+++ EXTRAIT À LIRE +++

La discrimination, une réalité dans l’emploi

Selon le référentiel publié, près de la moitié des discriminations déclarées en raison de l’origine et de la couleur de peau se produisent dans la sphère professionnelle. Ainsi, 36 % des saisines reçues par le défenseur des droits relèvent de l’emploi privé et 18 % de l’emploi public. La discrimination en fonction de l’origine et de la couleur de peau n’est que l’un des 26 critères de discrimination interdits par la loi.

La principale discrimination, même si elle est très peu sanctionnée, est celle de l’âge avec plus de la moitié des salariés qui sont licenciés avant 60 ans.

+++ DONNÉES ENREGISTRÉES +++

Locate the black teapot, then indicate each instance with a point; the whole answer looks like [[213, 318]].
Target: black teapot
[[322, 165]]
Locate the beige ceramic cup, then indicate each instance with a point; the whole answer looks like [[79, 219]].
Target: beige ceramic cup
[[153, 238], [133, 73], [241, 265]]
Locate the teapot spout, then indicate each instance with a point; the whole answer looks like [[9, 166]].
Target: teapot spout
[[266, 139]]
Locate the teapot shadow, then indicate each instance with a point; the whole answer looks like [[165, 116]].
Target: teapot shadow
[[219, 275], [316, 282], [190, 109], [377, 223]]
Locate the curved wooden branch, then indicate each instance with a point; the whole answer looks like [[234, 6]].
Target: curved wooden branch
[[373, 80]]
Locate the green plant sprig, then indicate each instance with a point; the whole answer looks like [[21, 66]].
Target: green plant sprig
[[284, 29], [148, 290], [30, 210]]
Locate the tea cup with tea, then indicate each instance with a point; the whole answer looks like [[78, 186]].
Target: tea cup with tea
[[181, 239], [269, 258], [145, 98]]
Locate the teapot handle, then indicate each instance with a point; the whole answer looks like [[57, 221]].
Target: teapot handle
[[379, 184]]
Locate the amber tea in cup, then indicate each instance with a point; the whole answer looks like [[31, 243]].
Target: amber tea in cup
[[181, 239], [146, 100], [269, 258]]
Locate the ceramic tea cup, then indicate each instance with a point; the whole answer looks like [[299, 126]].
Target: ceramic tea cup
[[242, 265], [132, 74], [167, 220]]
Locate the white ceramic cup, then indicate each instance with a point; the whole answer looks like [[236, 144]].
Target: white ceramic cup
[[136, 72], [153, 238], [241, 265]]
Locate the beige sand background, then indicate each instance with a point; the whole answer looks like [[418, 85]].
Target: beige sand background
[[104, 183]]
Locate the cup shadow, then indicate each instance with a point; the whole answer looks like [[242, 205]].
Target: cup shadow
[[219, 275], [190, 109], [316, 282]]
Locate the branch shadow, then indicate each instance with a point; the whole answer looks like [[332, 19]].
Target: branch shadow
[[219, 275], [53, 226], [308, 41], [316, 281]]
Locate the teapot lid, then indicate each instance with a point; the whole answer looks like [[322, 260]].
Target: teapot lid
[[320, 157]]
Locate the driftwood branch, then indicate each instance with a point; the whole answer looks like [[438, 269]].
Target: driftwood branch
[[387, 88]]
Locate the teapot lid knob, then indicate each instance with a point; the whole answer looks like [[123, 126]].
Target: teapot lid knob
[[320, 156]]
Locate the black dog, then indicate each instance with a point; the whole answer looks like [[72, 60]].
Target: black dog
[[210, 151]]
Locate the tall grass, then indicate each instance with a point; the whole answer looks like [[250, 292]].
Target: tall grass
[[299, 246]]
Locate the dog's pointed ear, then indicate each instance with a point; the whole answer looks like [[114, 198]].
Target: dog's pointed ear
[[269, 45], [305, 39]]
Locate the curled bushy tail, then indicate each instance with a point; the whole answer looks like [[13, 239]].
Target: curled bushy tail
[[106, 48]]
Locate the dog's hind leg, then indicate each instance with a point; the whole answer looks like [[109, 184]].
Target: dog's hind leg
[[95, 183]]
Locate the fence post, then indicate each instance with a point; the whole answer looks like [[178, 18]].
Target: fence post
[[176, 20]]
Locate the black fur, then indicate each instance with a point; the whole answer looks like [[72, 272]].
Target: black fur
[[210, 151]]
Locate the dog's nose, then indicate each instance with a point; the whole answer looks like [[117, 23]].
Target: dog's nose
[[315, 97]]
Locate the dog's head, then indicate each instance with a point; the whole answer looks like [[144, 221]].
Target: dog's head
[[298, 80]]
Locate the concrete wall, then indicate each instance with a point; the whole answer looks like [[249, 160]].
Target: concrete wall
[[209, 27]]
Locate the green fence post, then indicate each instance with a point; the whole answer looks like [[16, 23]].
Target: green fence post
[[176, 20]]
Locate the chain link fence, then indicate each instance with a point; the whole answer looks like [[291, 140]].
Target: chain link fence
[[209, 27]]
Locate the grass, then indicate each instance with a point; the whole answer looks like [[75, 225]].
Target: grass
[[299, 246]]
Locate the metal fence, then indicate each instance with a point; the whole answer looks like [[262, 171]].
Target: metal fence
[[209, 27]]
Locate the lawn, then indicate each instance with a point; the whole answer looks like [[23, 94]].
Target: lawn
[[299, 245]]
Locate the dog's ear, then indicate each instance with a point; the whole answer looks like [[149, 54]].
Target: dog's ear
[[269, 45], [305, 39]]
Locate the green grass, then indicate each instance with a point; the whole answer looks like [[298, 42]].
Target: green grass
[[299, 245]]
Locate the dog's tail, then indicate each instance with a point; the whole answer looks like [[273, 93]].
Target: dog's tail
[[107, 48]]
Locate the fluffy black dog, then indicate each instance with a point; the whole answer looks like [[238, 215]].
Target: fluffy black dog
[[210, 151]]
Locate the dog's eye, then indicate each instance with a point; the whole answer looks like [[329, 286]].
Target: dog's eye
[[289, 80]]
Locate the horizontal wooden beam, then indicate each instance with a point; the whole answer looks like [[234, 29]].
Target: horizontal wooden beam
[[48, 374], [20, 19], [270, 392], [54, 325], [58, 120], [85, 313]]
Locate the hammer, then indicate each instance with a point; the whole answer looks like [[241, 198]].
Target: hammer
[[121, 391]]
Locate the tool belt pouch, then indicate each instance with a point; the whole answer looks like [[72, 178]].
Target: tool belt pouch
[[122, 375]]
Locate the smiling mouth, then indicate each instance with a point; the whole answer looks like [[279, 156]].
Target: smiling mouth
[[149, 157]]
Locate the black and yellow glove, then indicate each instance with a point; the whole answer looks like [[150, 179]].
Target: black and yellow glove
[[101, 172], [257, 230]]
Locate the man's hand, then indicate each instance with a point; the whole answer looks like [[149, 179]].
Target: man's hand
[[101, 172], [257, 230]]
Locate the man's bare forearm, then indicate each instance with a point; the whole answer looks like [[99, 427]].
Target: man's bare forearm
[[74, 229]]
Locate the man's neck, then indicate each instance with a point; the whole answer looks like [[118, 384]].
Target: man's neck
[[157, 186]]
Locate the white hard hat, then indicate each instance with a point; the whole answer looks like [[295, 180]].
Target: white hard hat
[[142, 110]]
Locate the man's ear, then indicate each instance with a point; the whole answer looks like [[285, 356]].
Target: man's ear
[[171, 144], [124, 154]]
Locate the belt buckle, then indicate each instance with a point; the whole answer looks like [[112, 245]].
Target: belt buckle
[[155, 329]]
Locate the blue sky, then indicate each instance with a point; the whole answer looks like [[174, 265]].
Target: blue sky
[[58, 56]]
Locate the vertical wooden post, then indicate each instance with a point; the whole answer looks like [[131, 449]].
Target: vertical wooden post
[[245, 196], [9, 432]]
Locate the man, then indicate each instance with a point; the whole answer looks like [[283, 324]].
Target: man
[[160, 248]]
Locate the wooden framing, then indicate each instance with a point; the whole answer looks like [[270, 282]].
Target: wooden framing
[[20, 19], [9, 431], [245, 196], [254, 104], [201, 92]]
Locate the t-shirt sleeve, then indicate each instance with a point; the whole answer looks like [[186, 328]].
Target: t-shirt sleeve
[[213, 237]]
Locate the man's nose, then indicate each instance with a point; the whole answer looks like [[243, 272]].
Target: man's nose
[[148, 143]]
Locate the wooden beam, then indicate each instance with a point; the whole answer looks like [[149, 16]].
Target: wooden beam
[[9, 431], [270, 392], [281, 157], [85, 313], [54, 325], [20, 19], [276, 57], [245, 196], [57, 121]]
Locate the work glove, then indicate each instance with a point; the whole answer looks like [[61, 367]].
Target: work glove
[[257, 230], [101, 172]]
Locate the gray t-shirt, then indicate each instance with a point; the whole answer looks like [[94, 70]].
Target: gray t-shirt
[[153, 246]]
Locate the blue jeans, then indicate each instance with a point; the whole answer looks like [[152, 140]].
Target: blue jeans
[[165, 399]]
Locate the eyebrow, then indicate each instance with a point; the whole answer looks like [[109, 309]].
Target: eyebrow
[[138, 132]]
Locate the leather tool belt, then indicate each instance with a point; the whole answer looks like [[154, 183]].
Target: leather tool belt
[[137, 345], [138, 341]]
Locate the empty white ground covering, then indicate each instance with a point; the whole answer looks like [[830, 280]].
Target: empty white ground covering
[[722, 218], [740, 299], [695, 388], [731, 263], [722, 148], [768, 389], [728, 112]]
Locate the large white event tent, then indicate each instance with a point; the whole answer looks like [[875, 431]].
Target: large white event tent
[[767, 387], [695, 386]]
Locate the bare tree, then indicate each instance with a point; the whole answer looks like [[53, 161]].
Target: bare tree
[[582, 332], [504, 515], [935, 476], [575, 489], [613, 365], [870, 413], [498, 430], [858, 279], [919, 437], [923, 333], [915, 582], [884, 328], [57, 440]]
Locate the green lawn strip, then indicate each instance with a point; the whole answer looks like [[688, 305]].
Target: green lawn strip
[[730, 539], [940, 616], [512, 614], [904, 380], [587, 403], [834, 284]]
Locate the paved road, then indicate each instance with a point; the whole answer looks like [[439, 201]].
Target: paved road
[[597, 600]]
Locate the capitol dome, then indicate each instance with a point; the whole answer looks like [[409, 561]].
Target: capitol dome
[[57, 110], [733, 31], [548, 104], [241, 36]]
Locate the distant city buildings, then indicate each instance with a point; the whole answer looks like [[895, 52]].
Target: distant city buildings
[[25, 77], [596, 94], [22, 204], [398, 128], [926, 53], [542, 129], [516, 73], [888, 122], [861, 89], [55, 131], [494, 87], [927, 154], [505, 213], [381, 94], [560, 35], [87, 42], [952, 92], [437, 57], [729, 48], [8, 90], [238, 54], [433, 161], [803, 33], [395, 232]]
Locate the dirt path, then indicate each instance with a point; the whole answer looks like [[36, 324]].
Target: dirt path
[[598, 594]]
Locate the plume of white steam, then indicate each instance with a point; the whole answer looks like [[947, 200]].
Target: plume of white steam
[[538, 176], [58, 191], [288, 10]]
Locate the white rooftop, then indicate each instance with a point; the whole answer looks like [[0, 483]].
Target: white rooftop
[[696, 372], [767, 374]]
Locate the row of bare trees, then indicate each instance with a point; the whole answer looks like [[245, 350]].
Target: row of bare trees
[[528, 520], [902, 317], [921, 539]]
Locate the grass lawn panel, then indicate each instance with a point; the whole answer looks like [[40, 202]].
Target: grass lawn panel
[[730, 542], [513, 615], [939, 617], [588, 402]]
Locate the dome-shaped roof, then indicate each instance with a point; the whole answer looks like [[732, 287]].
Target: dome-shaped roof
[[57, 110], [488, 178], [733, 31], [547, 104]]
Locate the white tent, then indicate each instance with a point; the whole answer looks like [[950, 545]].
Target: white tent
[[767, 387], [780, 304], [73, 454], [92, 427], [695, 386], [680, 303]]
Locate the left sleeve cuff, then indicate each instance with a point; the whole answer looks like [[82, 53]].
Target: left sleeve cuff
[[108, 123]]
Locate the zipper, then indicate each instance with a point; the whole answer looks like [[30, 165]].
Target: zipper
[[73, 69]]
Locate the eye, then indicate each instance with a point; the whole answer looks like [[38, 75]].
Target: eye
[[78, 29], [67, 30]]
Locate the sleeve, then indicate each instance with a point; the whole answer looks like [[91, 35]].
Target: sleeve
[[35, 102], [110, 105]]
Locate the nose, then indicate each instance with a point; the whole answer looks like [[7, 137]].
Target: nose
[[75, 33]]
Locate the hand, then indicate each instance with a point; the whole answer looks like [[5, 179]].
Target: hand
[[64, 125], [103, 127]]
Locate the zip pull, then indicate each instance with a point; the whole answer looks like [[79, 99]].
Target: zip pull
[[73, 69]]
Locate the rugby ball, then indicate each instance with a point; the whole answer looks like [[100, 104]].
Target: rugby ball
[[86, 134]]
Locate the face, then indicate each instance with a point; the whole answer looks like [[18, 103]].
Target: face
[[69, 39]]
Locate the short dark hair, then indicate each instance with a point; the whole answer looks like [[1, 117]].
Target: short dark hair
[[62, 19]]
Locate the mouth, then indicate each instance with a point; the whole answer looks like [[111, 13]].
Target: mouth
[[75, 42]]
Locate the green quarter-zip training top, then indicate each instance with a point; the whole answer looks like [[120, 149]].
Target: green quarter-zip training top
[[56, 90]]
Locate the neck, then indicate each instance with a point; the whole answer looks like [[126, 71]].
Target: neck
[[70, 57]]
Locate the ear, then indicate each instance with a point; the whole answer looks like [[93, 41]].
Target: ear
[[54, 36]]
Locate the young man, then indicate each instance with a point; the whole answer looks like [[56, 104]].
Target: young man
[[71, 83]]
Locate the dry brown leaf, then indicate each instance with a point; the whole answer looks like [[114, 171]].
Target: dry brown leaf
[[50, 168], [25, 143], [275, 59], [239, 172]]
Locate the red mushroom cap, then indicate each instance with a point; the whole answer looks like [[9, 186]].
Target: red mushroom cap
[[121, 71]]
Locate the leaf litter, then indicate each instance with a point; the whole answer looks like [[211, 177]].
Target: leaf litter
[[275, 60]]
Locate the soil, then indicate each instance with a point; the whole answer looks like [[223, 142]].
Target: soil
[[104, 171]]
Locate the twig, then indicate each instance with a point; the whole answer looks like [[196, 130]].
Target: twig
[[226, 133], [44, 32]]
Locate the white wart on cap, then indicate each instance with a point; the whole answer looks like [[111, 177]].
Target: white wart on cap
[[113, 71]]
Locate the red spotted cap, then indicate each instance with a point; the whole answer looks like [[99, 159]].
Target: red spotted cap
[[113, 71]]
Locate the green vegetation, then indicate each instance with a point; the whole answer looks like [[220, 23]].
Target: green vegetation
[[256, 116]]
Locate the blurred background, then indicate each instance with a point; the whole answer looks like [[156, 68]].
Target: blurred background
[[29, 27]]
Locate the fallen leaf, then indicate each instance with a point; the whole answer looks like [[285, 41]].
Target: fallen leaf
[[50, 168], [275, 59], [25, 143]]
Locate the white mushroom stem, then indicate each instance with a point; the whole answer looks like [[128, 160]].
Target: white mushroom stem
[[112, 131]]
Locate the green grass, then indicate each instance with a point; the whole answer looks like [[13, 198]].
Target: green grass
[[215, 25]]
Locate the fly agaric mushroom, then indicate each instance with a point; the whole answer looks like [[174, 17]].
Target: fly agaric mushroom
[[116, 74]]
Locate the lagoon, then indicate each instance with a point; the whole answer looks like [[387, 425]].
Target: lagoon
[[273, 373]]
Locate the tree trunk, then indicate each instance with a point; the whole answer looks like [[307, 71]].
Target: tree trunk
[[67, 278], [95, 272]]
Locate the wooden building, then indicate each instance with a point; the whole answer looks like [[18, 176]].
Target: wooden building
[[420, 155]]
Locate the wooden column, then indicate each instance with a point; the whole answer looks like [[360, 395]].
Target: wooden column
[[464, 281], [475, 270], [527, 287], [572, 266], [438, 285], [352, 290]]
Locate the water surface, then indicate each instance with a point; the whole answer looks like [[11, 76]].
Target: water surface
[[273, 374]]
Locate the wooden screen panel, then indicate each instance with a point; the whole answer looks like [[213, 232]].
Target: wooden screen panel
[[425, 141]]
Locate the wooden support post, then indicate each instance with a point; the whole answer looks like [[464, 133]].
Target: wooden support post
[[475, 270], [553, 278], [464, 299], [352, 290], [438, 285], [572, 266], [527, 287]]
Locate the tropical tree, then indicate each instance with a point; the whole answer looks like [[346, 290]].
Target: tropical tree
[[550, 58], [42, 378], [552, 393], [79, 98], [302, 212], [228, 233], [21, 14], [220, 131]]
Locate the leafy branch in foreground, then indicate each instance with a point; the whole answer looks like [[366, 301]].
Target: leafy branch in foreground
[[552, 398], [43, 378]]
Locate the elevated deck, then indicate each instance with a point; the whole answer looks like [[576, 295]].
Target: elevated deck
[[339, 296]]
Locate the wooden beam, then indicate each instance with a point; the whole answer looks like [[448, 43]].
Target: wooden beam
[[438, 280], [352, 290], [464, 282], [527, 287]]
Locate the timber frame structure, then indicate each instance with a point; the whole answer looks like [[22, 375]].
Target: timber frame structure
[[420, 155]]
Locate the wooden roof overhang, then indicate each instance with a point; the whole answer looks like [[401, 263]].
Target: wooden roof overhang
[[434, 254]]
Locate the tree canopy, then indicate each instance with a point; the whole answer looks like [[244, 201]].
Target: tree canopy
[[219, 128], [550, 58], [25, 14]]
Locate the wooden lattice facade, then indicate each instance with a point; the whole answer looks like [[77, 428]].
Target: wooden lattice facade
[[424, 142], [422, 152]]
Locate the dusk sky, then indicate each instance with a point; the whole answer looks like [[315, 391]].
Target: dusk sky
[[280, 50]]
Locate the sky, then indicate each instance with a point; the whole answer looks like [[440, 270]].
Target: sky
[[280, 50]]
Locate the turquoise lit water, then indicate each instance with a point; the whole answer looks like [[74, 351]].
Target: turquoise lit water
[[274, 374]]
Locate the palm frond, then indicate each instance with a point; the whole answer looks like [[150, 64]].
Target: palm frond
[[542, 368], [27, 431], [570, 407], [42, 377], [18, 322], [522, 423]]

+++

[ACTIONS REQUISES]:
A) Réécrivez le passage de l'extrait compris entre "Selon le référentiel" et "avant 60 ans.", bornes incluses, en remplaçant "salariés" par "employés".
B) Recopiez à l'identique les lignes des enregistrements comprises entre celle qui contient "Locate the belt" et celle qui contient "[[245, 196], [9, 432]]", ces deux lignes incluses, et uniquement celles-ci.
L'extrait et les enregistrements constituent deux ensembles indépendants.

[RÉSULTATS]:
A)
Selon le référentiel publié, près de la moitié des discriminations déclarées en raison de l’origine et de la couleur de peau se produisent dans la sphère professionnelle. Ainsi, 36 % des saisines reçues par le défenseur des droits relèvent de l’emploi privé et 18 % de l’emploi public. La discrimination en fonction de l’origine et de la couleur de peau n’est que l’un des 26 critères de discrimination interdits par la loi.

La principale discrimination, même si elle est très peu sanctionnée, est celle de l’âge avec plus de la moitié des employés qui sont licenciés avant 60 ans.

B)
Locate the belt buckle, then indicate each instance with a point; the whole answer looks like [[112, 245]].
Target: belt buckle
[[155, 329]]
Locate the blue sky, then indicate each instance with a point; the whole answer looks like [[174, 265]].
Target: blue sky
[[58, 56]]
Locate the vertical wooden post, then indicate each instance with a point; the whole answer looks like [[131, 449]].
Target: vertical wooden post
[[245, 196], [9, 432]]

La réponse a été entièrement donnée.